──────── Quoted passage ────────

I am available to answer questions of a general nature about bipolar disorder, provide online resources that address bipolar disorder in a more in-depth manner and sources to serve as a starting point for those looking for substantial information on the illness from a healthcare professional approach. I am not a doctor or a psychiatrist, my background is based in personal experience and extensive reading in my own process of understanding my diagnosis. I can also take questions that deal with the social issues surrounding bipolar disorder such as relationships; coping for family, friends, and the patient; marriage, choosing to start a family and related. Answers to questions of a legal nature will provide general information but anyone with a serious legal problem should consult an attorney licensed to practice in their jurisdiction.

────────

Requirement A |
In the bipolar disorder passage, what does the writer say their background is based on?
Requirement B |
Pick up the bipolar disorder passage after its last sentence and continue it.
The listing has no connection to the bipolar disorder passage.

──────── Source material ────────

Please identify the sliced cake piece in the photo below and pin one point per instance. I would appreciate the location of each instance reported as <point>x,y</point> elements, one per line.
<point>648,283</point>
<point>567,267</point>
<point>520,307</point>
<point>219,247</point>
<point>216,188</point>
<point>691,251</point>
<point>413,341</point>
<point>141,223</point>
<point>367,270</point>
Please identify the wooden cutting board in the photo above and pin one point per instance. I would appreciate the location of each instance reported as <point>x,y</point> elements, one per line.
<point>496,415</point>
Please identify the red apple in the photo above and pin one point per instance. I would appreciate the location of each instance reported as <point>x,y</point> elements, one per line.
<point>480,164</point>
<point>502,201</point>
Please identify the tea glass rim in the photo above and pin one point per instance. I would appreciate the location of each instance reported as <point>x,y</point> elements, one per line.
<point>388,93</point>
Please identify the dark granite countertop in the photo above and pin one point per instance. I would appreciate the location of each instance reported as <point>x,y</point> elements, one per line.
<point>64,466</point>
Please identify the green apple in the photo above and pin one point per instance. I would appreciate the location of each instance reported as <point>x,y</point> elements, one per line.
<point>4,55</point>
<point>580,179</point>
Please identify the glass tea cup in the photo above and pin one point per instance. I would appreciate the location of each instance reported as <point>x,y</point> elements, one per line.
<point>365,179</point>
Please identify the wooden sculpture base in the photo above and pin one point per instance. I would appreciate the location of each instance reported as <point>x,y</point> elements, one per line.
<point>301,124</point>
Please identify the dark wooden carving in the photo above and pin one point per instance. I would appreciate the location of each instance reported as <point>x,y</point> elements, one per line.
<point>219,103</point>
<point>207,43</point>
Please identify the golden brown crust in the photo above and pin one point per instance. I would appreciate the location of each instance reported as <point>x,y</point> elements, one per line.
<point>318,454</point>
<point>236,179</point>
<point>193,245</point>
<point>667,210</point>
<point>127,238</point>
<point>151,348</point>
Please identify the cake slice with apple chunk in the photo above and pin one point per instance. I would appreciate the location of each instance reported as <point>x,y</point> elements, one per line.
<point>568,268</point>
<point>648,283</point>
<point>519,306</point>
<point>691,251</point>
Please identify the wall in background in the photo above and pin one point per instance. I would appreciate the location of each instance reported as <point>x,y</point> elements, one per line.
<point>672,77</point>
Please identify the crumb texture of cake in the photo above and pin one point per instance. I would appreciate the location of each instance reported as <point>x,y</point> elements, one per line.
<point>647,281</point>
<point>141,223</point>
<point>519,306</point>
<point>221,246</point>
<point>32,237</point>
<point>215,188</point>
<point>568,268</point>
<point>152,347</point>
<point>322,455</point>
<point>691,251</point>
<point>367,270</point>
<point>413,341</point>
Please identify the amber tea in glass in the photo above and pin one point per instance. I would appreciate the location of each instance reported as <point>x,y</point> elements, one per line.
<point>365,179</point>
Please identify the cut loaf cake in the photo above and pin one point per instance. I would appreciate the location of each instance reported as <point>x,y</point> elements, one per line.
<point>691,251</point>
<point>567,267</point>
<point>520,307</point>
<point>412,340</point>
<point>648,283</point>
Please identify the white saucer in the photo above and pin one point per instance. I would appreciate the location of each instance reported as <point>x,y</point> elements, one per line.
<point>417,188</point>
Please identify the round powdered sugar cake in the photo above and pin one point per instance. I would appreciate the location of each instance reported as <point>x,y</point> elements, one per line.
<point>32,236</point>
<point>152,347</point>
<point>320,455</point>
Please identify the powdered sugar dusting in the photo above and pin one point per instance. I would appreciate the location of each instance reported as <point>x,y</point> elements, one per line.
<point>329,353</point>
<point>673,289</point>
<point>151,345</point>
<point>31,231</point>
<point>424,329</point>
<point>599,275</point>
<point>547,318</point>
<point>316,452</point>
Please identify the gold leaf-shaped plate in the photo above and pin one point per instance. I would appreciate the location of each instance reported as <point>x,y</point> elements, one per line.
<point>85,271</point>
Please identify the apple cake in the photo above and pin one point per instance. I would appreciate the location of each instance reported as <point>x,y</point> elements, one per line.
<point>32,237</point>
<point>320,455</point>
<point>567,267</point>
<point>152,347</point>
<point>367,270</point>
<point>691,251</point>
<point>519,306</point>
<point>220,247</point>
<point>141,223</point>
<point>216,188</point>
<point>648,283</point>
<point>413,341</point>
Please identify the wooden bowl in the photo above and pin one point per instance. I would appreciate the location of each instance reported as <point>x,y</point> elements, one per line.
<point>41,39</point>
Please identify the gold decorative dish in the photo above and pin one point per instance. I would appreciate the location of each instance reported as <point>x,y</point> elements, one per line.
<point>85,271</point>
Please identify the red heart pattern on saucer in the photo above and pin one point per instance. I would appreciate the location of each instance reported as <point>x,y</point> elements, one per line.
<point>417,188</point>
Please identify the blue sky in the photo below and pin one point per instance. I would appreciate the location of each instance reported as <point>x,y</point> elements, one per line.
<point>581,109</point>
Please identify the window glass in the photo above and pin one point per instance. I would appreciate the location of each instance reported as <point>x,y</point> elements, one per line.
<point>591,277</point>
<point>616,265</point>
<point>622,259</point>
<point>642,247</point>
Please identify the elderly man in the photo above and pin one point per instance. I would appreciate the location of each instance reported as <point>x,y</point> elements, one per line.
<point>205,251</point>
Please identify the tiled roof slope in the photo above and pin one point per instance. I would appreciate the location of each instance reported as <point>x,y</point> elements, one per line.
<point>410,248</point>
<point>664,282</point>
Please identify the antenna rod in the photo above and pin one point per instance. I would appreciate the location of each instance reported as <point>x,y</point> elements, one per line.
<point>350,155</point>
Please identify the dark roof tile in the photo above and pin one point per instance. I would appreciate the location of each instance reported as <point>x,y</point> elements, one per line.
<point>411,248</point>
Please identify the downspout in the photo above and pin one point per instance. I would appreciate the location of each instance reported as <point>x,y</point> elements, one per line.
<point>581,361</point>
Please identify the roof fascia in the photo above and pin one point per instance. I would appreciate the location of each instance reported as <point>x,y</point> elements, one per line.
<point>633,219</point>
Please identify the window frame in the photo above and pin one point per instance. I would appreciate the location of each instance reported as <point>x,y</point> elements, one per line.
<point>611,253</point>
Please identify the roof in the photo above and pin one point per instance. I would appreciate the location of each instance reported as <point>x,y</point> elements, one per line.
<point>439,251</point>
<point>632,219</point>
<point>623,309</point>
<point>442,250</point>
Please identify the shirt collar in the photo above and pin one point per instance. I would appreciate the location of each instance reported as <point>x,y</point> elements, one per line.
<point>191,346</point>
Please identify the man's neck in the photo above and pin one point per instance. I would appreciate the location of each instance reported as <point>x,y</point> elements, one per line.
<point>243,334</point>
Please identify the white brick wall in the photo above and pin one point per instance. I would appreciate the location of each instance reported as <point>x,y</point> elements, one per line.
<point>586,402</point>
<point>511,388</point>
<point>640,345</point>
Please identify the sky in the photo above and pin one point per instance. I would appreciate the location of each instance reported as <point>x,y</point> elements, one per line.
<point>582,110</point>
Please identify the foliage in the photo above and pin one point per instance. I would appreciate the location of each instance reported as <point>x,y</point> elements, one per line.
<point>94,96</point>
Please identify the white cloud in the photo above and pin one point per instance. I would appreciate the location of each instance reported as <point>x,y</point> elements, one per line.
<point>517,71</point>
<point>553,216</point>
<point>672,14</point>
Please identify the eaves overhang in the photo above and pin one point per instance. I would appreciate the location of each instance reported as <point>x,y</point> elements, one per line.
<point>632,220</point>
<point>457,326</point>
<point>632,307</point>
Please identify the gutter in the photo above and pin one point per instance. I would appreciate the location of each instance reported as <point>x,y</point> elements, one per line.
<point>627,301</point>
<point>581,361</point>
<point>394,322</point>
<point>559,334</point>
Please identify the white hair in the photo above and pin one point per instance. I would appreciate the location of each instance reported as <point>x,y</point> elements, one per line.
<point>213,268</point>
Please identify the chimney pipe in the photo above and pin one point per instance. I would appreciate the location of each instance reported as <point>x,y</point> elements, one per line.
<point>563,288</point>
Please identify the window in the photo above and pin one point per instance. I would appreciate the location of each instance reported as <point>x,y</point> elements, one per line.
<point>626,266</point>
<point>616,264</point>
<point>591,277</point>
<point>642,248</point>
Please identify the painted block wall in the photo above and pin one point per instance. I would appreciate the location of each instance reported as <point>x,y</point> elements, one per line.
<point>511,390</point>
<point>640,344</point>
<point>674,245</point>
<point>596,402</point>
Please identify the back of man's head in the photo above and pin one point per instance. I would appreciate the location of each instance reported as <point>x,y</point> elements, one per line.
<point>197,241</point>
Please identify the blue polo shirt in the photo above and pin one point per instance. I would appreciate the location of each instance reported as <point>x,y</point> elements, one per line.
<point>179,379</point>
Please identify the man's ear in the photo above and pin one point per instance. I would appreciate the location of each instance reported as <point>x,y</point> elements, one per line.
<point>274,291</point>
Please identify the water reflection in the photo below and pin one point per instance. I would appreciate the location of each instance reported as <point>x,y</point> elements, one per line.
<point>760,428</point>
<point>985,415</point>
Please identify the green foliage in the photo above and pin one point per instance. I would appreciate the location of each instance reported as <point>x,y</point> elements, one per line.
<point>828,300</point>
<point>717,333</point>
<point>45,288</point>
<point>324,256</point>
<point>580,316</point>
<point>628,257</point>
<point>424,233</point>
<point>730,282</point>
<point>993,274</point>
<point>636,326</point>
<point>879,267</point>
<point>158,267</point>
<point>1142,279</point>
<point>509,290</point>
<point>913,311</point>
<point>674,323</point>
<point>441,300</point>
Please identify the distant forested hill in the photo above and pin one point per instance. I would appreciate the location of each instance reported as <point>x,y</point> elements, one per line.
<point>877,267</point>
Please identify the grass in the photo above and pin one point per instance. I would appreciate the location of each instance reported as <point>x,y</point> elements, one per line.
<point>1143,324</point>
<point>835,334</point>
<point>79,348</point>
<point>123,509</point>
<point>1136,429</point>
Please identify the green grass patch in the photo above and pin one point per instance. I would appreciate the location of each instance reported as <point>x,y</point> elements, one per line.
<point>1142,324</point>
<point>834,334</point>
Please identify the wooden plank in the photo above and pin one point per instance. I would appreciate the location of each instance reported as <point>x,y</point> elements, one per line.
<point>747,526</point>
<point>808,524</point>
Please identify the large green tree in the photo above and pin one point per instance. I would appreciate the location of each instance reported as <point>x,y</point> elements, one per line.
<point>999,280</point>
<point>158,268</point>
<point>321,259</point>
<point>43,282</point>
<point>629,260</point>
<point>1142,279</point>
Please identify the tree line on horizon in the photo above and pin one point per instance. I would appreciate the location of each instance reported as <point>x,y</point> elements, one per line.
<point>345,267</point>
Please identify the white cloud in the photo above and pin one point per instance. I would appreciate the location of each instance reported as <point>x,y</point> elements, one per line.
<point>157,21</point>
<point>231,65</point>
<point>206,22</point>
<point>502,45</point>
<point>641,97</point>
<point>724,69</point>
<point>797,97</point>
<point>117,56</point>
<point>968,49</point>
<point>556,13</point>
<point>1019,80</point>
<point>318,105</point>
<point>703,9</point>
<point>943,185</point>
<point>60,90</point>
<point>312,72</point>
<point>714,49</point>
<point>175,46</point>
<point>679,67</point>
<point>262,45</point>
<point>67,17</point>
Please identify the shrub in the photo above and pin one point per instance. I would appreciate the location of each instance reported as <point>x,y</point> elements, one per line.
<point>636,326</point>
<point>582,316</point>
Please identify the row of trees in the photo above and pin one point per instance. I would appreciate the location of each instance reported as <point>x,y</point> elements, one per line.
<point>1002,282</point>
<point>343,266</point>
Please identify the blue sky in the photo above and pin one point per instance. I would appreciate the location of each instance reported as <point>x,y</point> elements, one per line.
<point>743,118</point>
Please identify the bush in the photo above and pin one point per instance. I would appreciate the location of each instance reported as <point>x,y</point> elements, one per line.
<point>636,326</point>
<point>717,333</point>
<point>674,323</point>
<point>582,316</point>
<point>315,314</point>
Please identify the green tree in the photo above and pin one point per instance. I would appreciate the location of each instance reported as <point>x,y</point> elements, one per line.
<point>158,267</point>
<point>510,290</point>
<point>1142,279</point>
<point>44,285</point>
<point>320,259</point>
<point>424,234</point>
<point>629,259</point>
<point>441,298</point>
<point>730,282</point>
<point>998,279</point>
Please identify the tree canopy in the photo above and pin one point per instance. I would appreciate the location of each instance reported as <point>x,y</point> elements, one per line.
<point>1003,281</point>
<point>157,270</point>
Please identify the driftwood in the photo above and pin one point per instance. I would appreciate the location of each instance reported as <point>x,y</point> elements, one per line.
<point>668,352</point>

────────

Result A |
Personal experience and extensive reading in their own process of understanding their diagnosis.

Result B |
Experience

I was diagnosed with Bipolar Disorder type II in 2000; as a SSI beneficiary, have experience and knowledge of the limitations and processes involved with the program; I understand the moods, the feelings, the worries, the doubts, and a lot more that there's not enough room to express - from the personal experiences of being bipolar. I have first-hand experience with the challenges of returning to college following hospitalizations and various combinations of medications that were tried before my doctor and I finally arrived at the most effective medication program for my treatment. My family and I have learned so much about each other in the process of dealing with the highs and lows that followed my diagnosis. I've had relationships with someone who also is bipolar and someone that is not - romantic relationships are no easier on either side! I feel that many of the ideas and beliefs that people have regarding bipolar disorder and those who have the condition promote the continuation of social stigmas associated with mental illness in general, and after learning from others with bipolar disorder, hope to guide others who may be trying to navigate the government health care system,& share information on other possible means of obtaining assistance with the cost of medications and/or mental health services and limited financial assistance programs for meeting basic living expenses for qualified individuals, dealing with problems from or with family & loved ones, co-occurring substance abuse problems, medications and side-effects (and when it feels like nothing will work, or why it's not helping the situation to ask whether or not a patient has taken their 'meds' when they seem hostile or moody to those around them).

Education/Credentials
I have a B.A. in Liberal Arts and will earn my J.D. upon completion of the Spring 2011 term after which I will be preparing to take the multi-state bar exam.